§ Raw records:
* Begin *

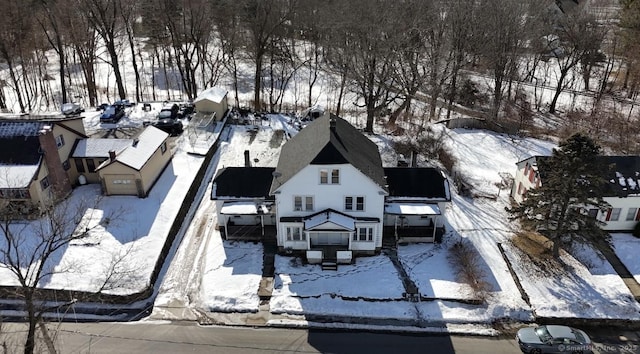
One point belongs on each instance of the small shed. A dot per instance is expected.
(212, 100)
(135, 169)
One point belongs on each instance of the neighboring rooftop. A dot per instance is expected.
(95, 147)
(141, 149)
(242, 182)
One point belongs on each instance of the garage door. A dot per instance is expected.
(120, 184)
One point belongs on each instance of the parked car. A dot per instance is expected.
(170, 125)
(553, 339)
(69, 109)
(112, 114)
(169, 111)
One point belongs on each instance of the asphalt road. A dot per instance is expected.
(165, 337)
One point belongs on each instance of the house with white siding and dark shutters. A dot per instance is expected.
(330, 198)
(622, 192)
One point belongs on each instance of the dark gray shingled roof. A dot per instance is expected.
(318, 144)
(242, 182)
(422, 182)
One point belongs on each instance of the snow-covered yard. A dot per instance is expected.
(626, 247)
(372, 286)
(119, 257)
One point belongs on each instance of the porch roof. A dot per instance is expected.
(338, 219)
(244, 208)
(411, 209)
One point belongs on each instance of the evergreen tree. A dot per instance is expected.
(572, 183)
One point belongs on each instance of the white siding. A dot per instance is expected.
(331, 196)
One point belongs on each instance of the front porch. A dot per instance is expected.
(413, 233)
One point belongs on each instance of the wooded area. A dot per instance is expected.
(387, 53)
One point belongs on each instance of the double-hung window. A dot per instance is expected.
(294, 233)
(363, 234)
(354, 203)
(330, 176)
(303, 203)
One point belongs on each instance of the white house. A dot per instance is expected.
(623, 192)
(212, 100)
(329, 197)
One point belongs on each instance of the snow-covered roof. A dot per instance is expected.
(100, 147)
(17, 176)
(214, 94)
(141, 149)
(330, 217)
(412, 209)
(244, 208)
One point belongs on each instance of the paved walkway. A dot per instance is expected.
(620, 268)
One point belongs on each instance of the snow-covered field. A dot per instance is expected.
(626, 247)
(372, 286)
(120, 257)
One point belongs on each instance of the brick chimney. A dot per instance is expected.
(58, 178)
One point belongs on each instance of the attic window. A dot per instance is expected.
(335, 176)
(59, 141)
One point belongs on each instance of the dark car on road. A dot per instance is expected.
(553, 339)
(71, 109)
(112, 114)
(170, 125)
(169, 111)
(186, 110)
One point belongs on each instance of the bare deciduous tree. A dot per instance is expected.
(32, 251)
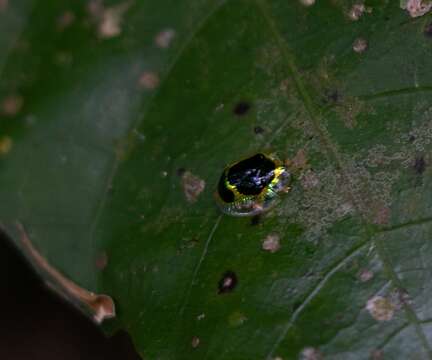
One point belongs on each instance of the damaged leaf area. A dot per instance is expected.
(114, 131)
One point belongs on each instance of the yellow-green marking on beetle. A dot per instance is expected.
(252, 185)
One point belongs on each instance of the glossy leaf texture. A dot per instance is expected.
(119, 117)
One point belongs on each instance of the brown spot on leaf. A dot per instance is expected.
(228, 282)
(164, 38)
(271, 243)
(366, 275)
(109, 20)
(380, 308)
(382, 215)
(148, 80)
(356, 11)
(192, 186)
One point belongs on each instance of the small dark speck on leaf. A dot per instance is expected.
(181, 171)
(419, 165)
(242, 108)
(428, 30)
(228, 282)
(258, 130)
(255, 220)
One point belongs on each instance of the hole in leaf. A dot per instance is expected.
(228, 282)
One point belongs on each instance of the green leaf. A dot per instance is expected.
(107, 107)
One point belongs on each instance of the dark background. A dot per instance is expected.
(35, 324)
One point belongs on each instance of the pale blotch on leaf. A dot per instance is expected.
(236, 319)
(110, 19)
(416, 8)
(192, 185)
(148, 80)
(307, 2)
(360, 45)
(380, 308)
(366, 275)
(164, 38)
(12, 105)
(5, 145)
(195, 342)
(271, 243)
(356, 11)
(63, 59)
(310, 353)
(382, 215)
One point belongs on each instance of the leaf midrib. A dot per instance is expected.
(334, 156)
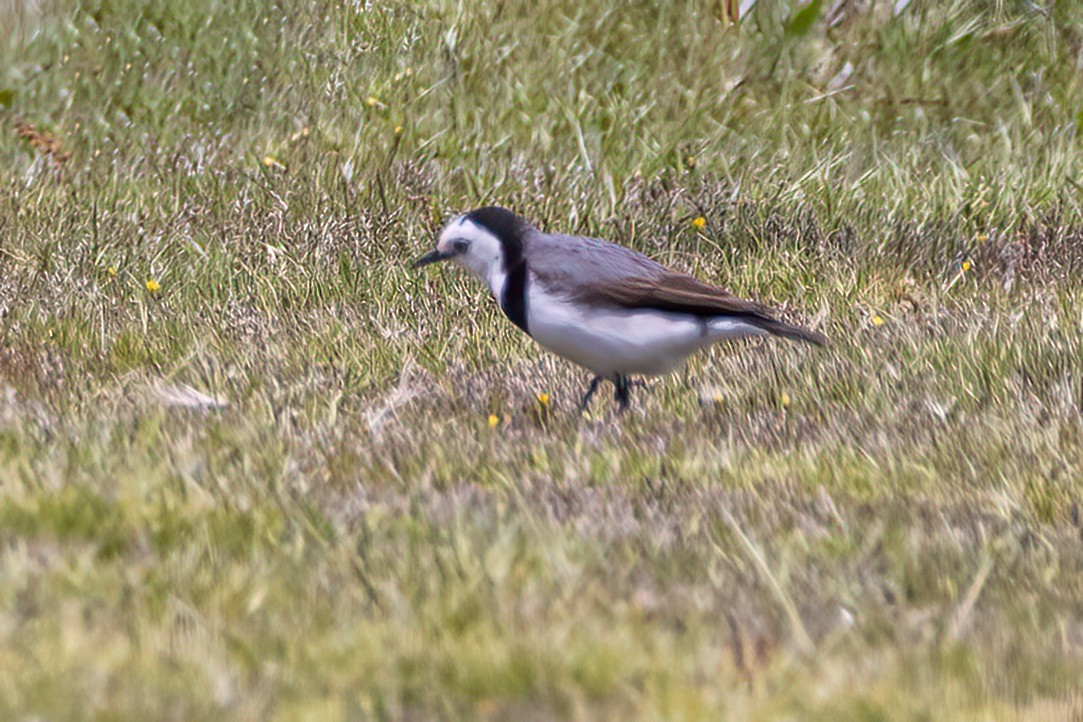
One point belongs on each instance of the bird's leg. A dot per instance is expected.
(590, 392)
(623, 394)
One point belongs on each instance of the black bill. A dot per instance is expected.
(431, 257)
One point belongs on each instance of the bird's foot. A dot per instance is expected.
(623, 394)
(590, 392)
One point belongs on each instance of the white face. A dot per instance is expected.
(475, 248)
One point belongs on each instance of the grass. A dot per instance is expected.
(269, 488)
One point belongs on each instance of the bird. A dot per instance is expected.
(607, 307)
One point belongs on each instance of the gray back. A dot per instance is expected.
(566, 263)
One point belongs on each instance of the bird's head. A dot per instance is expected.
(487, 241)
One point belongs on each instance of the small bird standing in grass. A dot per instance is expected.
(603, 306)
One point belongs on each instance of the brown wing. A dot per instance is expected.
(679, 293)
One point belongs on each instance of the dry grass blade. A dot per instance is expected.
(797, 626)
(185, 396)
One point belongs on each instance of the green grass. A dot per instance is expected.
(888, 529)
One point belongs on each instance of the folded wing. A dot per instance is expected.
(599, 272)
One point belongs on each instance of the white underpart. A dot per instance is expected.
(484, 258)
(611, 341)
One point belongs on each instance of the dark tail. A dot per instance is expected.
(790, 331)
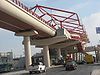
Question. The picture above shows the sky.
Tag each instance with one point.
(88, 11)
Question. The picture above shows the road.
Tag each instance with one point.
(81, 70)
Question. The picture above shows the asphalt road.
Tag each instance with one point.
(81, 70)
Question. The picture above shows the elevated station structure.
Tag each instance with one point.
(42, 26)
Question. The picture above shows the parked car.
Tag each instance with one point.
(40, 67)
(70, 65)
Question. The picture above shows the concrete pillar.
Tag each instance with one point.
(59, 53)
(27, 51)
(76, 57)
(46, 56)
(73, 56)
(79, 56)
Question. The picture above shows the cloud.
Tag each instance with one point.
(32, 0)
(91, 22)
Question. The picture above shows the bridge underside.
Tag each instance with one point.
(15, 25)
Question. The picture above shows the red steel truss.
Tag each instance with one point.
(57, 18)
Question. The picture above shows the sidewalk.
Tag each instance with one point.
(96, 72)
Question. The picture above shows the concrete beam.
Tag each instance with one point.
(26, 33)
(61, 35)
(49, 41)
(64, 44)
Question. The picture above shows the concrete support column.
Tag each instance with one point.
(59, 53)
(46, 56)
(27, 51)
(81, 57)
(73, 56)
(76, 57)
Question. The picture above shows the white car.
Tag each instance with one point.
(37, 68)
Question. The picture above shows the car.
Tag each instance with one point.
(70, 65)
(40, 67)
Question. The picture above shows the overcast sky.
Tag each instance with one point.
(88, 11)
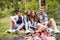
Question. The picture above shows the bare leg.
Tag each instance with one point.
(21, 26)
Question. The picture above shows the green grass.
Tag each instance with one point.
(4, 25)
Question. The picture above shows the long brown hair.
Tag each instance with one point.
(35, 18)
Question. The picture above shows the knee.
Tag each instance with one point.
(51, 19)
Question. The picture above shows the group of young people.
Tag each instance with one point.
(32, 19)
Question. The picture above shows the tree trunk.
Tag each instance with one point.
(39, 3)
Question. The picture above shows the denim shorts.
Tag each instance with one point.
(49, 25)
(16, 26)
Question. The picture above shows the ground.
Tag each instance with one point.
(4, 25)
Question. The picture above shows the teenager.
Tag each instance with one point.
(44, 20)
(34, 19)
(16, 22)
(27, 19)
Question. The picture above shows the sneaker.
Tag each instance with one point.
(56, 31)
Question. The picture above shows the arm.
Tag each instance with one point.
(45, 19)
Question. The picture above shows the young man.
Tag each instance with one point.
(16, 22)
(44, 20)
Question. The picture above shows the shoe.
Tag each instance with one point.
(56, 31)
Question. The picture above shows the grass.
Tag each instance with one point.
(4, 25)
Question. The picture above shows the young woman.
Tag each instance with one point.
(27, 19)
(34, 19)
(16, 22)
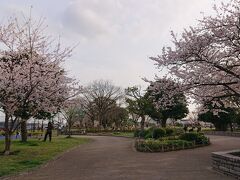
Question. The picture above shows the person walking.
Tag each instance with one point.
(49, 131)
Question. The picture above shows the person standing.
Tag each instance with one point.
(49, 131)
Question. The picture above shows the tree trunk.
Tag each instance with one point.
(7, 143)
(142, 122)
(7, 136)
(69, 129)
(164, 122)
(24, 131)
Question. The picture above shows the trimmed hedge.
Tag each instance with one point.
(151, 145)
(157, 133)
(198, 138)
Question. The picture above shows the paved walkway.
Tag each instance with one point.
(115, 158)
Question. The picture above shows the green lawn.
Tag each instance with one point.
(34, 153)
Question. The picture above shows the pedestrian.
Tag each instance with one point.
(49, 132)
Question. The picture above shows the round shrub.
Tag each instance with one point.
(199, 138)
(140, 133)
(169, 131)
(158, 133)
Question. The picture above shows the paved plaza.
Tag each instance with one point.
(115, 158)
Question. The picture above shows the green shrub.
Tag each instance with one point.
(199, 138)
(158, 133)
(140, 133)
(151, 145)
(169, 131)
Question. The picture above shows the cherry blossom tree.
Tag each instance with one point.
(32, 78)
(138, 103)
(205, 58)
(100, 98)
(168, 100)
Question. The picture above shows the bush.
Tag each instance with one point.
(140, 133)
(158, 133)
(169, 131)
(199, 138)
(151, 145)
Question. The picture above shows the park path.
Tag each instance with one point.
(110, 158)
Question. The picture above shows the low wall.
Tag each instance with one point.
(222, 133)
(227, 163)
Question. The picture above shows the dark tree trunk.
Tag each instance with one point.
(231, 126)
(164, 122)
(24, 131)
(142, 122)
(7, 136)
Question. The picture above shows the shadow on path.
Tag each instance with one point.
(115, 158)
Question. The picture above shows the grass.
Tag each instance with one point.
(26, 156)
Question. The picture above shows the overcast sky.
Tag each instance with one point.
(114, 37)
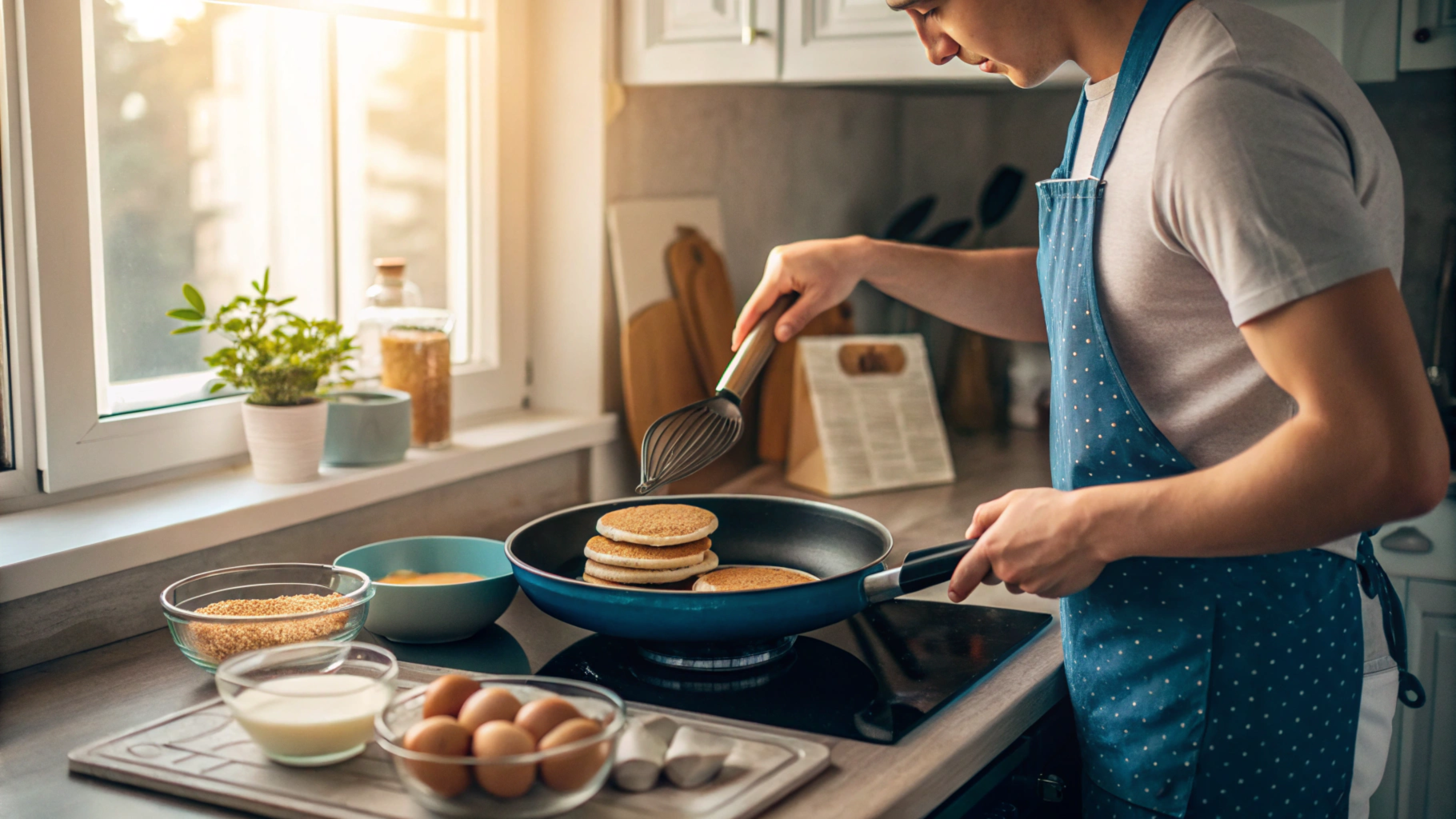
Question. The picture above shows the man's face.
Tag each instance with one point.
(1001, 37)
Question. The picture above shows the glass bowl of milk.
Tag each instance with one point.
(309, 705)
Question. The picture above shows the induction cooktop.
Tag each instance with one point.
(873, 677)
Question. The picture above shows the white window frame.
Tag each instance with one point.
(76, 444)
(15, 322)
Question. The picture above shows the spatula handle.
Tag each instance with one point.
(754, 351)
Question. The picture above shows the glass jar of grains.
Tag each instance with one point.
(415, 358)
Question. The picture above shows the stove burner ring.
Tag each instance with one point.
(717, 657)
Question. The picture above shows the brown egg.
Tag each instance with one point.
(573, 770)
(488, 705)
(447, 693)
(500, 738)
(447, 738)
(539, 716)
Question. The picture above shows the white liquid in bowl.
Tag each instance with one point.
(312, 719)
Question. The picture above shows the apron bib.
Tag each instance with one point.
(1200, 685)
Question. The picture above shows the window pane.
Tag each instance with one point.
(6, 435)
(213, 128)
(402, 170)
(449, 8)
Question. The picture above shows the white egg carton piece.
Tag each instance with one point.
(202, 754)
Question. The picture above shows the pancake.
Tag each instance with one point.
(635, 556)
(648, 577)
(749, 577)
(658, 524)
(679, 586)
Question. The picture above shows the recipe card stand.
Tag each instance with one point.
(865, 417)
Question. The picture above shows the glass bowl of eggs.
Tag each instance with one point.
(498, 746)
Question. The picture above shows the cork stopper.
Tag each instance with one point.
(390, 265)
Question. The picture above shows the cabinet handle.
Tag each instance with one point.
(750, 18)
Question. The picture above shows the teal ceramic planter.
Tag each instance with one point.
(366, 426)
(434, 614)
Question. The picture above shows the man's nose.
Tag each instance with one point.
(939, 48)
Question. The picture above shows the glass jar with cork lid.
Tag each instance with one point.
(415, 358)
(390, 293)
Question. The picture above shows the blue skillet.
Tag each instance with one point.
(845, 549)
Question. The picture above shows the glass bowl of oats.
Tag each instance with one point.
(227, 611)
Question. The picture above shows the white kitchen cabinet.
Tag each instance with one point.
(1427, 744)
(862, 41)
(1420, 556)
(1360, 32)
(1427, 34)
(859, 41)
(699, 41)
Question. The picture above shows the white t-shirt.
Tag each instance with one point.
(1251, 172)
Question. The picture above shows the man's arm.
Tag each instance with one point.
(1365, 449)
(990, 291)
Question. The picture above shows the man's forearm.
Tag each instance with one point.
(1366, 447)
(989, 291)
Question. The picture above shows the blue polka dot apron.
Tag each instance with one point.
(1203, 687)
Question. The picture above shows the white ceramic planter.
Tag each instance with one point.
(286, 442)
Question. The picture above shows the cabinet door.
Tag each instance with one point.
(1427, 34)
(864, 41)
(1429, 733)
(699, 41)
(1362, 34)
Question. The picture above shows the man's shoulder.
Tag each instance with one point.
(1228, 41)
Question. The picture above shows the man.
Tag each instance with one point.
(1237, 398)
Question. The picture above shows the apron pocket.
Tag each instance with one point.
(1138, 649)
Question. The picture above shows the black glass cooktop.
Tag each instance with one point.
(873, 677)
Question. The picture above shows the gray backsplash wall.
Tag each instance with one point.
(785, 163)
(801, 162)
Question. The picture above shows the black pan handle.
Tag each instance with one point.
(922, 569)
(930, 566)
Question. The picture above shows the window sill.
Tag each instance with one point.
(57, 545)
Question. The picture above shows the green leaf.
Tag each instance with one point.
(194, 298)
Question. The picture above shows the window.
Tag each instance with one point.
(6, 389)
(198, 142)
(238, 137)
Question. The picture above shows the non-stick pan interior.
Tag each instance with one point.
(756, 529)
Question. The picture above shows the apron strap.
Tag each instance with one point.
(1069, 154)
(1376, 584)
(1148, 35)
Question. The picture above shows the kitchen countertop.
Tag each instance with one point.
(48, 709)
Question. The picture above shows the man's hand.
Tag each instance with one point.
(1365, 449)
(822, 271)
(1034, 540)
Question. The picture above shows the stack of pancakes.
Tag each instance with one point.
(658, 545)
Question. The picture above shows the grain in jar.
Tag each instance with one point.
(418, 362)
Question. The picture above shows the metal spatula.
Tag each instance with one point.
(687, 440)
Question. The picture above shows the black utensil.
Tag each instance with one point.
(909, 220)
(999, 195)
(948, 234)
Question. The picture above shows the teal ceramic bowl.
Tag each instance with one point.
(434, 614)
(366, 428)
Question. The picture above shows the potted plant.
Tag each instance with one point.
(282, 358)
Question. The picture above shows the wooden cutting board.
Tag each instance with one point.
(202, 754)
(658, 374)
(705, 298)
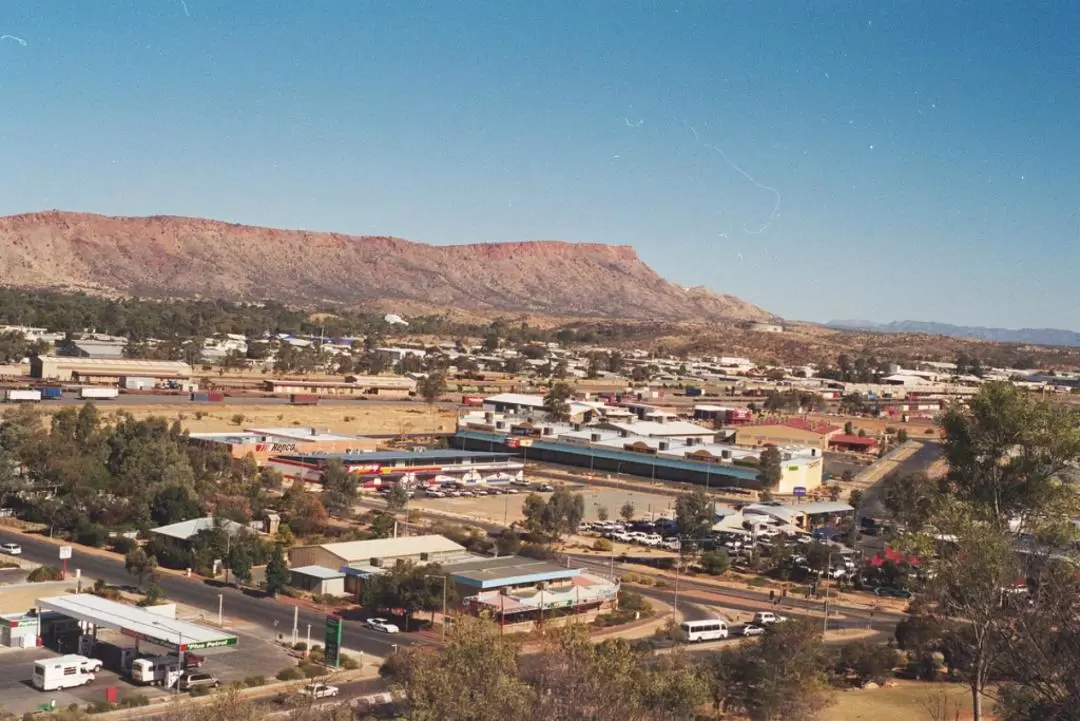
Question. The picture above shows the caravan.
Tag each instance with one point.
(64, 672)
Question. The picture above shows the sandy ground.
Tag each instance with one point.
(351, 419)
(508, 508)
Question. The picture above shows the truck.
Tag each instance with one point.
(207, 396)
(98, 393)
(52, 392)
(63, 672)
(22, 395)
(156, 670)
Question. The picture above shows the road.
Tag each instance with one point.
(250, 607)
(693, 594)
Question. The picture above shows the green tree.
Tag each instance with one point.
(912, 500)
(173, 504)
(771, 467)
(715, 562)
(432, 386)
(339, 489)
(139, 565)
(396, 499)
(694, 517)
(556, 404)
(277, 571)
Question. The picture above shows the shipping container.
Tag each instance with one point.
(98, 393)
(52, 392)
(18, 395)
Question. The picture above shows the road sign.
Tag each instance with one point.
(332, 644)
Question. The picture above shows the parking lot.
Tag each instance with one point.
(253, 656)
(507, 507)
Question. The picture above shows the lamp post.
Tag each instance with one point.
(443, 576)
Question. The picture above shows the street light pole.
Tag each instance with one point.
(432, 575)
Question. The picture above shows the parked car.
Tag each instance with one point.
(320, 691)
(381, 625)
(889, 592)
(199, 679)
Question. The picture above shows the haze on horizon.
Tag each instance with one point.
(886, 162)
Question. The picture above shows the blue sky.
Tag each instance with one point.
(883, 161)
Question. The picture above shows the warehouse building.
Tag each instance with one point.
(382, 386)
(113, 371)
(262, 444)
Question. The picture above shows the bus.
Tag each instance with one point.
(711, 629)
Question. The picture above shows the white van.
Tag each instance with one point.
(712, 629)
(63, 672)
(159, 670)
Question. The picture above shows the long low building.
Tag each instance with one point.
(262, 444)
(418, 467)
(107, 370)
(382, 386)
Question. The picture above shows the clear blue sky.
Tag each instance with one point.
(872, 160)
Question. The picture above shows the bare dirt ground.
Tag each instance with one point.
(352, 419)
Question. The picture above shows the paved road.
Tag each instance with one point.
(744, 599)
(272, 616)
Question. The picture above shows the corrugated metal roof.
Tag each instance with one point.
(318, 572)
(390, 548)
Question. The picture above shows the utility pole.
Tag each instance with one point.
(828, 570)
(443, 577)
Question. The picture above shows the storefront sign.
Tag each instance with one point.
(217, 643)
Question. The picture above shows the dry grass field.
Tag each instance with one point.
(908, 701)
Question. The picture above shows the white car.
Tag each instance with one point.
(320, 691)
(382, 625)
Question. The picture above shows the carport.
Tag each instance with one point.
(137, 623)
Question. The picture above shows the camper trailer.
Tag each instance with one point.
(64, 672)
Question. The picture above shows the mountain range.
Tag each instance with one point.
(170, 257)
(1024, 336)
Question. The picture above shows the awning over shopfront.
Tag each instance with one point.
(138, 623)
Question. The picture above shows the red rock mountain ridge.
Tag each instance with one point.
(165, 256)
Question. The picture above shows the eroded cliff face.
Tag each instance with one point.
(164, 256)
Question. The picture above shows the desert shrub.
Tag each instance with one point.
(289, 674)
(43, 573)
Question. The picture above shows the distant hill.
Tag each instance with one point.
(1026, 336)
(171, 257)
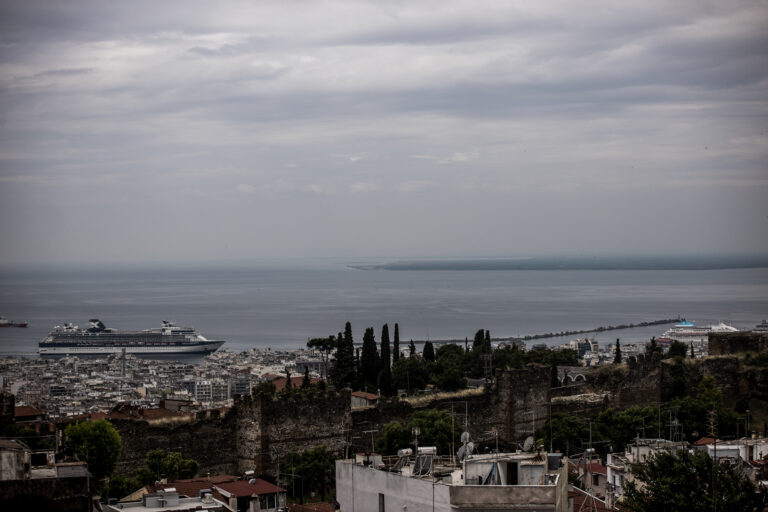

* End *

§ Exercise directions: Render everything from the line containing "Question. The picture above shows the pancake." down to the line containing "(1237, 398)", both ends included, as a JSON list of strings with one string per line and no blank lines.

§ Full response:
[
  "Question. The picture above shows the pancake.",
  "Tag each instance with one point.",
  "(635, 556)",
  "(648, 577)",
  "(749, 577)",
  "(658, 524)",
  "(679, 586)",
  "Question. The picture above shows the recipe card stand.",
  "Tag each instance with one point.",
  "(865, 417)",
  "Question. The picture above shows the glass bowl of eggs.",
  "Tag each instance with one point.",
  "(498, 746)",
  "Question. The picture above shows the cork stopper.",
  "Tag each instance with one point.",
  "(390, 265)",
  "Question. The picture above shows the cabinet handle.",
  "Tag each instance with one point.",
  "(750, 18)",
  "Question. The picture above shows the teal ceramic planter.",
  "Tag each instance with one point.",
  "(366, 426)",
  "(434, 614)",
  "Question. The picture above shows the man's nose.",
  "Tag each instance with one point.",
  "(939, 48)",
  "Question. The picture above shows the glass jar with cork lid.",
  "Tag each instance with one point.",
  "(415, 358)",
  "(390, 293)",
  "Question. The picture above shows the blue skillet.",
  "Tag each instance with one point.",
  "(845, 549)",
  "Question. The picture above shows the glass bowl of oats.",
  "Tag each instance with one point.",
  "(227, 611)",
  "Question. The picture above shows the white kitchen cabinet.",
  "Tag each instance with one point.",
  "(1427, 744)",
  "(862, 41)",
  "(1420, 556)",
  "(1360, 32)",
  "(1427, 34)",
  "(859, 41)",
  "(699, 41)",
  "Question. The picture above shows the white t-shirt.",
  "Tag each instance with one point.",
  "(1251, 172)",
  "Question. The picture above shows the man's arm.",
  "Tag each instance with one point.",
  "(1365, 449)",
  "(990, 291)",
  "Question. The picture above shows the man's forearm.",
  "Tag each instance with one point.",
  "(1366, 447)",
  "(989, 291)",
  "Question. The picture above shows the blue polka dot apron.",
  "Tag each instance with one point.",
  "(1203, 687)",
  "Question. The picture above shows the white ceramic planter.",
  "Tag each instance with one point.",
  "(286, 442)",
  "Question. The picture above shows the cabinet door.",
  "Tag each instance with one point.",
  "(1427, 34)",
  "(864, 41)",
  "(1429, 733)",
  "(699, 41)",
  "(1362, 34)",
  "Question. The picture above shows the man's shoulder.",
  "Tag each instance with one point.",
  "(1228, 41)",
  "Question. The picture above shows the man.",
  "Tag each instance with one point.",
  "(1237, 398)"
]